== MATERIAL SHOWN
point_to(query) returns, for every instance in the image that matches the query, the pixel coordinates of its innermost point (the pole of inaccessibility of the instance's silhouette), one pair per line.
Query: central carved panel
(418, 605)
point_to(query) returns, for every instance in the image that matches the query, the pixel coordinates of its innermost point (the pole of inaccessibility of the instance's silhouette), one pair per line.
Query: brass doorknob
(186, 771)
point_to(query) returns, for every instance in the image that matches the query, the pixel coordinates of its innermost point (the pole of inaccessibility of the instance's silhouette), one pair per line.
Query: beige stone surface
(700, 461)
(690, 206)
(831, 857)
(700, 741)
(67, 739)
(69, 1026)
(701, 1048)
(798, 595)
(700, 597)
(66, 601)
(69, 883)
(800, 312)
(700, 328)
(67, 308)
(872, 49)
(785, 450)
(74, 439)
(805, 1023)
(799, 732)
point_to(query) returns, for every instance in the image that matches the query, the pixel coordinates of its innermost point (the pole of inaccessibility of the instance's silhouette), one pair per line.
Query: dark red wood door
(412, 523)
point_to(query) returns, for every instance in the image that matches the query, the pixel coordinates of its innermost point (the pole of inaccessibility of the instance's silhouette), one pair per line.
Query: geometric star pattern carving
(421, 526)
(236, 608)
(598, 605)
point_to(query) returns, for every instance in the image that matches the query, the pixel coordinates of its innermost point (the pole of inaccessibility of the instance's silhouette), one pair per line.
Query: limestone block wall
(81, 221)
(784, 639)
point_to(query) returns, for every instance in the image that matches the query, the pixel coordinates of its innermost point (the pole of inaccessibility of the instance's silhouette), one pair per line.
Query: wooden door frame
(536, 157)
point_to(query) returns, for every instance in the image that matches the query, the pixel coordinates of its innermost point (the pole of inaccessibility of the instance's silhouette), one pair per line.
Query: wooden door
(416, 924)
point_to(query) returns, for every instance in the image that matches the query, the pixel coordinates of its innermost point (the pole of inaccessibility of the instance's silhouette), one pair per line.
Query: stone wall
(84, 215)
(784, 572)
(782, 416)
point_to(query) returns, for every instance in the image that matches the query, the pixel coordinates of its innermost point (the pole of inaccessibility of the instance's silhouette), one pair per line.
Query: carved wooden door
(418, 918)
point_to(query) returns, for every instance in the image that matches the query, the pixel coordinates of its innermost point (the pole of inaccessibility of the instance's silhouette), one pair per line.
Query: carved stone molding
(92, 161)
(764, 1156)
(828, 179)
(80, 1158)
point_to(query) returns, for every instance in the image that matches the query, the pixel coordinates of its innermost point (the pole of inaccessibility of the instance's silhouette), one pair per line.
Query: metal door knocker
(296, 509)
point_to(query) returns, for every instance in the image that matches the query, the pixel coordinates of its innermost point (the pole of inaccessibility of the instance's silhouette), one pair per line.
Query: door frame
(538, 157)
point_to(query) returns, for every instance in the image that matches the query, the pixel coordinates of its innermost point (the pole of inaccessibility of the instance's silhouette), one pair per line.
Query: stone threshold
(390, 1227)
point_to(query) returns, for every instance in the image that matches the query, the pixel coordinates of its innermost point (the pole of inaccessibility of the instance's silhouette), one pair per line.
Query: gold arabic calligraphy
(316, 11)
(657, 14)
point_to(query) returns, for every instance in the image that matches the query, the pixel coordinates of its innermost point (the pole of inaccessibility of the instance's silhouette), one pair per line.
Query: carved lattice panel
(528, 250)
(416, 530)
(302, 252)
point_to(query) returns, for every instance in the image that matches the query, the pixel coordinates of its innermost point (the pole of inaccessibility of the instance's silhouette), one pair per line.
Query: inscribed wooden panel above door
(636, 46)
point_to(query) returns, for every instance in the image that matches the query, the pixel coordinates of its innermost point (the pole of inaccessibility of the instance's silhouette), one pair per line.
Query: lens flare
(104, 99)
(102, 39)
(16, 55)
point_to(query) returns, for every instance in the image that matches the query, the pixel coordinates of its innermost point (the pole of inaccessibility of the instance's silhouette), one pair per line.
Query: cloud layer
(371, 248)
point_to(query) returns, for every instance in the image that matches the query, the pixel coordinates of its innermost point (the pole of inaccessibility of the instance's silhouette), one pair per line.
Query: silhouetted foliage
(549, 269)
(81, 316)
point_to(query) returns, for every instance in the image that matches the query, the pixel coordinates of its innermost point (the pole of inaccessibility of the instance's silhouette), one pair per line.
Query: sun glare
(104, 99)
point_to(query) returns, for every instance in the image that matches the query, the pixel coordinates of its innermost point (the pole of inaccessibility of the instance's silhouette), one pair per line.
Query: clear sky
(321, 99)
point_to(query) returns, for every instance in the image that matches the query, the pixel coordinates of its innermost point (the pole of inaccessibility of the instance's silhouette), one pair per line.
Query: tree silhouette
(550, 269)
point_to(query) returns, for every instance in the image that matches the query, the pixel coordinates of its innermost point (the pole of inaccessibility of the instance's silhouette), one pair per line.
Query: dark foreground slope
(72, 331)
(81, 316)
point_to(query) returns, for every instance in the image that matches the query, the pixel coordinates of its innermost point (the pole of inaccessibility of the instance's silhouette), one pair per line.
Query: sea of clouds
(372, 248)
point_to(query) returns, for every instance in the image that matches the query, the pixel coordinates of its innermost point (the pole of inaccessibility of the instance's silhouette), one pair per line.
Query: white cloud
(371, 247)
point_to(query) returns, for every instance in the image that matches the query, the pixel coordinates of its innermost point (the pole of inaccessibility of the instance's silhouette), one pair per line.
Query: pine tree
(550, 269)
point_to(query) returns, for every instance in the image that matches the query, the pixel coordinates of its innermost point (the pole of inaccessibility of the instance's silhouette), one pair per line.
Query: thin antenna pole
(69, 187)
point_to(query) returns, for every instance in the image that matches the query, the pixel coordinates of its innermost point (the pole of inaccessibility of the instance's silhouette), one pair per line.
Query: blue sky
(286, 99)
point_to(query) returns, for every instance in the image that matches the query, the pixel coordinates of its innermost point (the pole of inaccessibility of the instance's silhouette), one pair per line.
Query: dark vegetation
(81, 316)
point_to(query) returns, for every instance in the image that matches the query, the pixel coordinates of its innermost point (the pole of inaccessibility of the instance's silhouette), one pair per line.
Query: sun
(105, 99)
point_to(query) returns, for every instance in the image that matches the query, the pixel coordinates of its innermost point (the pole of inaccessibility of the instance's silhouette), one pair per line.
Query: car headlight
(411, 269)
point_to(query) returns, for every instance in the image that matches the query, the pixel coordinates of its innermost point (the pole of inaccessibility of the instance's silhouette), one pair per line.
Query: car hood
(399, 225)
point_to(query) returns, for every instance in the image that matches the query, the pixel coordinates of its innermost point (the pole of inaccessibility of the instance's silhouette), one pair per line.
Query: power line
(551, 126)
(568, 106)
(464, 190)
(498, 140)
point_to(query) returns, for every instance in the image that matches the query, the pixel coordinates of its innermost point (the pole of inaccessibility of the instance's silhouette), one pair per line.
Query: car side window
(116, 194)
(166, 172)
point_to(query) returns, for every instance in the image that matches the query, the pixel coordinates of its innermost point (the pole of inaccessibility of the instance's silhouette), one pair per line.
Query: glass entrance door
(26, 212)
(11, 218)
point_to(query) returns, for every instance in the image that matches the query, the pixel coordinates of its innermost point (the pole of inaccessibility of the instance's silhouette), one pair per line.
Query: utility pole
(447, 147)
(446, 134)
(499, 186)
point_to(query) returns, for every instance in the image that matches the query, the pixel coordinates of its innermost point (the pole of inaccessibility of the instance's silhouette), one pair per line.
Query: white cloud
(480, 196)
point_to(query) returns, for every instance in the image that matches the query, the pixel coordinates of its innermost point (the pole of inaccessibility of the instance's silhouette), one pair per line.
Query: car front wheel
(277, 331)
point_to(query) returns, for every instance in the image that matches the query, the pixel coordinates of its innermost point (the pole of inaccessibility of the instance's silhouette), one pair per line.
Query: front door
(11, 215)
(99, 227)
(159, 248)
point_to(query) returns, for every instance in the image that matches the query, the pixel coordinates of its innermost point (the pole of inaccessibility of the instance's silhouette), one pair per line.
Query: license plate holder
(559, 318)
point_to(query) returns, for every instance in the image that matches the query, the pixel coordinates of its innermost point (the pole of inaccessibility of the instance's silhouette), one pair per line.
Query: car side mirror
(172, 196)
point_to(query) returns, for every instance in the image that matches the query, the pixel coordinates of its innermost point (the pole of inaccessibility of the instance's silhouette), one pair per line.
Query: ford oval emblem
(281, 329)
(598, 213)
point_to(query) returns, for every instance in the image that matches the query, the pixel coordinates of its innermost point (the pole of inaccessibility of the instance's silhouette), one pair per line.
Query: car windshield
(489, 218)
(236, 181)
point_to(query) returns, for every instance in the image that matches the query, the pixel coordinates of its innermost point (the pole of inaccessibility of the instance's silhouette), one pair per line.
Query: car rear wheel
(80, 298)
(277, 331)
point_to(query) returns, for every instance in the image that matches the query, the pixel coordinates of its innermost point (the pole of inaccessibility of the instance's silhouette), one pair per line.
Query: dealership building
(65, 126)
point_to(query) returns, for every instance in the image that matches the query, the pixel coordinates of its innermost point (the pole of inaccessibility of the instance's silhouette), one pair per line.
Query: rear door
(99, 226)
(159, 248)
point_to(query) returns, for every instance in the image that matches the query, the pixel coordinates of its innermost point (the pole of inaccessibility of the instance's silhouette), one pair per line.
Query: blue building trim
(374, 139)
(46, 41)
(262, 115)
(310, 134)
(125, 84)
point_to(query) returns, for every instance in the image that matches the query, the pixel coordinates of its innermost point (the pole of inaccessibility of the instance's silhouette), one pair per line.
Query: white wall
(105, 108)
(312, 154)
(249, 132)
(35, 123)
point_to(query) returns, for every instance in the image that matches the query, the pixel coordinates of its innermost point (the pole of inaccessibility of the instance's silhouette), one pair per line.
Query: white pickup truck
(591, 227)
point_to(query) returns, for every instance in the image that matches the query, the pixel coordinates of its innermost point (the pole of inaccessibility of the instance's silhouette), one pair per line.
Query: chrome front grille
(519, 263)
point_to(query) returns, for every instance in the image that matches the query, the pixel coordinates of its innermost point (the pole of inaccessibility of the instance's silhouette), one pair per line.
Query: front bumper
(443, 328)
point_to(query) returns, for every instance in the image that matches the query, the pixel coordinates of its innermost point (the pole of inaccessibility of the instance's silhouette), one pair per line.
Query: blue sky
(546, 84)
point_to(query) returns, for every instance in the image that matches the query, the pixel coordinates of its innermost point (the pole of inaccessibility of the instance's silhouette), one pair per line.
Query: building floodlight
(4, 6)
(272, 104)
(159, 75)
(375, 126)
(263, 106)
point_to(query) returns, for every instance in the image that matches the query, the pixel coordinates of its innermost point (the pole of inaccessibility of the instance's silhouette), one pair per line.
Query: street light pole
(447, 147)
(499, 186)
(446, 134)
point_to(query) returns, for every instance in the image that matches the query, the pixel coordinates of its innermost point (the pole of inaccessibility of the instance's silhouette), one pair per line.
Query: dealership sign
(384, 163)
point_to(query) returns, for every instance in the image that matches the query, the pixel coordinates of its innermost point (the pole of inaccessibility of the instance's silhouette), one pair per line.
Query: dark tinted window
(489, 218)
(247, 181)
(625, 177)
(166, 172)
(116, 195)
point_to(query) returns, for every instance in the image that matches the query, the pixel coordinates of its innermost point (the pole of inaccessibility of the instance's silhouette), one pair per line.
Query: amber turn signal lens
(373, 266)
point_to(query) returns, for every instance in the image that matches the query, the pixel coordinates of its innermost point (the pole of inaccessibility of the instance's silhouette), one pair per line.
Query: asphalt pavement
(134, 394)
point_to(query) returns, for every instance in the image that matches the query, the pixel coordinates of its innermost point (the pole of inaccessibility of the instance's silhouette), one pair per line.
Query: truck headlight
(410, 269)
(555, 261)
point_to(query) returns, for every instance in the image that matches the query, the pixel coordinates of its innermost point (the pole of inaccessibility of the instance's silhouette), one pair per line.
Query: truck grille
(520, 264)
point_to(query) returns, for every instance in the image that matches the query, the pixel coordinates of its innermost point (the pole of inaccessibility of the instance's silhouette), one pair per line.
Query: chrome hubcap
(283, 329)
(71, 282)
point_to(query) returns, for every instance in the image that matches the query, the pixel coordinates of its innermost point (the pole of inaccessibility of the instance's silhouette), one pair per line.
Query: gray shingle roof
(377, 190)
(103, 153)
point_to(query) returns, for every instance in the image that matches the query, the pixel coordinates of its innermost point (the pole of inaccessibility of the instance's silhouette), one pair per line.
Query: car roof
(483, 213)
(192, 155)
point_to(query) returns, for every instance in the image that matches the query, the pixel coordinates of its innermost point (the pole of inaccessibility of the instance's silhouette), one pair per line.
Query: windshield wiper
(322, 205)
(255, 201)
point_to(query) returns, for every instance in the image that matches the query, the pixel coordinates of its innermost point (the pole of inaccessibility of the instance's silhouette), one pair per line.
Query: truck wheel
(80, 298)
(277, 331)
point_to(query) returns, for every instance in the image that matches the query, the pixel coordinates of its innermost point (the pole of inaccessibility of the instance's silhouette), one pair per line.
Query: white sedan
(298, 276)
====
TASK INSTRUCTIONS:
Copy out each of the lines above that contains the word "panel".

COMPLETE RESPONSE:
Query: central carved panel
Query: carved lattice panel
Query: inscribed wooden panel above door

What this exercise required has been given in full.